» EXCERPTED PASSAGE:
- - - -
How to parse json data in SQL Server 2012?

Isaac your code is not working with not quoted values e.g. {"isAuthorized":"false","customerID":null}. I fixed this and your function should look like this.

ALTER FUNCTION [dbo].[JSON_VALUE]
(
    @JSON NVARCHAR(3000),
    @column NVARCHAR(3000)
)
RETURNS NVARCHAR(3000)
AS
BEGIN

DECLARE @value NVARCHAR(3000);
DECLARE @trimmedJSON NVARCHAR(3000);

DECLARE @start INT;
DECLARE @end INT;

set @start = PATINDEX('%' + @column + '":%',@JSON) + LEN(@column) + 2;
SET @trimmedJSON = SUBSTRING(@JSON, @start, LEN(@JSON));
Set @end = CHARINDEX(',',@trimmedJSON);
SET @value = REPLACE(SUBSTRING(@trimmedJSON, 0, @end),'"','');

-- -- why i add this ? because in case of "tag": null, previously retuned a string valued "null", whith this add retunr NULL sql value
IF upper(@value) = 'NULL'
    SET @value = NULL    

RETURN @value
END

I created a function compatible with SQL 2012 to take care of this

SET ANSI_NULLS ON
GO
SET QUOTED_IDENTIFIER ON
GO
-- =============================================
-- Author:      Isaac Adams
-- Create date: 7/12/2018
-- Description: Give the JSON string and the name of the column from which you want the value
-- =============================================
CREATE FUNCTION JSON_VALUE
(
    @JSON NVARCHAR(3000),
    @column NVARCHAR(3000)
)
RETURNS NVARCHAR(3000)
- - - -
[Collected data entries]
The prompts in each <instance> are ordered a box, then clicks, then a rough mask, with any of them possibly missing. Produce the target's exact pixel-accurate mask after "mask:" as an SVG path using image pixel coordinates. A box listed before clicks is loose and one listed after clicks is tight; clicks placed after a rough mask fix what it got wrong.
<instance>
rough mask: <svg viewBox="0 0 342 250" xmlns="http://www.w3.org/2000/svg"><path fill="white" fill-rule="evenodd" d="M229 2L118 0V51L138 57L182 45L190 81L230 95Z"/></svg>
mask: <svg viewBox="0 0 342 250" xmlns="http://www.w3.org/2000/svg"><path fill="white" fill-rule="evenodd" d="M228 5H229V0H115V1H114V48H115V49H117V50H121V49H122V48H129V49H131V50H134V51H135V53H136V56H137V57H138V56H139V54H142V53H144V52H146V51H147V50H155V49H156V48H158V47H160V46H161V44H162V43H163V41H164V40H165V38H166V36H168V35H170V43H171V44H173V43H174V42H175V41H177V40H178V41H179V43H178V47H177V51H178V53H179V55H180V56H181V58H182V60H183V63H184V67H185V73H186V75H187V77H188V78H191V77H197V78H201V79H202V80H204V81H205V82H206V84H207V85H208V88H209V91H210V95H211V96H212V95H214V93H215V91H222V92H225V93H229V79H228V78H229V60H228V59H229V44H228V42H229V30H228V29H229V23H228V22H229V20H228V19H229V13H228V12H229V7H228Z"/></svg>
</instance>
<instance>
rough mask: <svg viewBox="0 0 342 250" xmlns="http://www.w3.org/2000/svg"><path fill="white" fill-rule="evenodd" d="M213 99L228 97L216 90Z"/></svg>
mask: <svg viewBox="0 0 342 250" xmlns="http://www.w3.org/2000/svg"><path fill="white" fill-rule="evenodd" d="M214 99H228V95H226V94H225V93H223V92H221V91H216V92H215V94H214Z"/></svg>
- - - -
» WHAT YOU WILL DO:
From the SQL Server JSON thread, copy out everything from "Isaac your code" down to "look like this." without changing a character.

» RESPONSE TO THIS TASK:
Isaac your code is not working with not quoted values e.g. {"isAuthorized":"false","customerID":null}. I fixed this and your function should look like this.